Your task –
Reproduce the following article about the Game of Thrones cinematographer and the dark look of "The Long Night" word for word.

GAME OF THRONES Cinematographer On The Choice to Shoot Dark and How Viewers Don't Know How To Tune Their TVs
This week’s episode of Game of Thrones, “The Long Night”, was being being built up to be one of the greatest episodes of the series yet and while it was good, in the end, a lot of fans were disappointed. The two biggest complaints I’ve been seeing from fans was that it was so dark you couldn’t really see what was going on, and that it was just plain boring for what was supposed to be an epic battle.
Well, cinematographer Fabien Wagner has weighed in on the matter of the darkness of the series. He talks about the choice that was made to shoot the episode so dark and then goes on to blame fans for not knowing how to tune their TVs correctly. While talking to Wired, he said:
“A lot of the problem is that a lot of people don’t know how to tune their TVs properly. A lot of people also unfortunately watch it on small iPads, which in no way can do justice to a show like that anyway.”
I’m going to call BS on that, though, because I do have my TV tuned correctly! I made sure of that, and it was still way too dark. I guess you could always incorrectly tune the TV and turn up the brightness of the screen to see what was going on!
In the end, though, the showrunners wanted the Battle of Winterfell to deliver something different and they thought going dark was a unique take on a battle:
“The showrunners decided that this had to be a dark episode. We’d seen so many battle scenes over the years – to make it truly impactful and to care for the characters, you have to find a unique way of portraying the story.”

Material –

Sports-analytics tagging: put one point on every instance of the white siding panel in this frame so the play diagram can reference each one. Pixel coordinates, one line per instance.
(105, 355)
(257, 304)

Answer –
GAME OF THRONES Cinematographer On The Choice to Shoot Dark and How Viewers Don't Know How To Tune Their TVs
This week’s episode of Game of Thrones, “The Long Night”, was being being built up to be one of the greatest episodes of the series yet and while it was good, in the end, a lot of fans were disappointed. The two biggest complaints I’ve been seeing from fans was that it was so dark you couldn’t really see what was going on, and that it was just plain boring for what was supposed to be an epic battle.
Well, cinematographer Fabien Wagner has weighed in on the matter of the darkness of the series. He talks about the choice that was made to shoot the episode so dark and then goes on to blame fans for not knowing how to tune their TVs correctly. While talking to Wired, he said:
“A lot of the problem is that a lot of people don’t know how to tune their TVs properly. A lot of people also unfortunately watch it on small iPads, which in no way can do justice to a show like that anyway.”
I’m going to call BS on that, though, because I do have my TV tuned correctly! I made sure of that, and it was still way too dark. I guess you could always incorrectly tune the TV and turn up the brightness of the screen to see what was going on!
In the end, though, the showrunners wanted the Battle of Winterfell to deliver something different and they thought going dark was a unique take on a battle:
“The showrunners decided that this had to be a dark episode. We’d seen so many battle scenes over the years – to make it truly impactful and to care for the characters, you have to find a unique way of portraying the story.”